DATASET RECORDS:
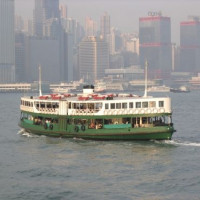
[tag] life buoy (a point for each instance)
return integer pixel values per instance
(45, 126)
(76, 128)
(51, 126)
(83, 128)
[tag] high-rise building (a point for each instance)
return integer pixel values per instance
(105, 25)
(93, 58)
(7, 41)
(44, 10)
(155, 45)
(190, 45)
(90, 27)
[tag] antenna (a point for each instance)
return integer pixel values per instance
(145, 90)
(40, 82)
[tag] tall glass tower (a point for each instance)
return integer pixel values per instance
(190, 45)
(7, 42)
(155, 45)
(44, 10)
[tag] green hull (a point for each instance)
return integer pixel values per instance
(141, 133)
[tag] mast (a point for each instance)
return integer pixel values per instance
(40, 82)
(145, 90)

==

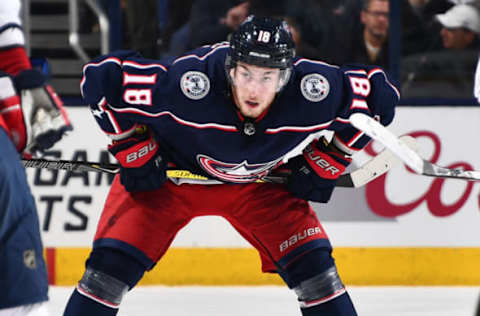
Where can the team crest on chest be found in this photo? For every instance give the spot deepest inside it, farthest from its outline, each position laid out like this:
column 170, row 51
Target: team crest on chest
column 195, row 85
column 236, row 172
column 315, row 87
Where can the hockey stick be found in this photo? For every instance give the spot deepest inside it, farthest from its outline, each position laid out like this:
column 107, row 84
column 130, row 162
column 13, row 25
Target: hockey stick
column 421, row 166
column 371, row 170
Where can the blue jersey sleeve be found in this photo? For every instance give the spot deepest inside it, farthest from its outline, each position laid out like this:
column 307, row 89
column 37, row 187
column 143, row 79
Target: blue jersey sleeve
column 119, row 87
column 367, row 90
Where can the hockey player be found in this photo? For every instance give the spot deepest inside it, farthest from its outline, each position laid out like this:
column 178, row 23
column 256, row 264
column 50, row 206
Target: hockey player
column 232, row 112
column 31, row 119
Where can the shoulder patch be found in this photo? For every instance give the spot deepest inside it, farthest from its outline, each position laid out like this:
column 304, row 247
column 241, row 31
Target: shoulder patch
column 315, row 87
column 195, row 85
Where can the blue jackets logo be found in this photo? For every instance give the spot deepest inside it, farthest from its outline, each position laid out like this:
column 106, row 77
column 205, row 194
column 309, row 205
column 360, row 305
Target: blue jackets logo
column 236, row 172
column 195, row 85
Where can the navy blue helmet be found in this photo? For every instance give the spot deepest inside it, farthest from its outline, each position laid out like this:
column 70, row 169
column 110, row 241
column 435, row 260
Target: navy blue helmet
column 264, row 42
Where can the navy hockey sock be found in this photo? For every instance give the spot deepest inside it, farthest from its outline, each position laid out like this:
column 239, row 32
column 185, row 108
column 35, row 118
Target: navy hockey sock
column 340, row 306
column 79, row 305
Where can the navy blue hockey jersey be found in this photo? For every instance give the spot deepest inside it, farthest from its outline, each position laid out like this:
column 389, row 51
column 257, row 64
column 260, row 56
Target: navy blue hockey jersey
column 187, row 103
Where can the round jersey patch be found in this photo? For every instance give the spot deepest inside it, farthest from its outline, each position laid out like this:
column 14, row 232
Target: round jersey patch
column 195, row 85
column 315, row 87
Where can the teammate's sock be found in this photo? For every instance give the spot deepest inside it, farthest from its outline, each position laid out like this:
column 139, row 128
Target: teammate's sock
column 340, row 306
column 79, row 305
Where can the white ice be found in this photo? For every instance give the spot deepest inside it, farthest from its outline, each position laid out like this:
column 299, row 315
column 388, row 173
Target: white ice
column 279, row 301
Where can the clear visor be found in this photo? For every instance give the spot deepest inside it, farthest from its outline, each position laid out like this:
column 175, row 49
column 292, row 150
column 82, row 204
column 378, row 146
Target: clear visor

EXERCISE AIM: Exactly one number is the answer: how many lines of the entries contain the string "point".

ANSWER FOR THE TASK: 6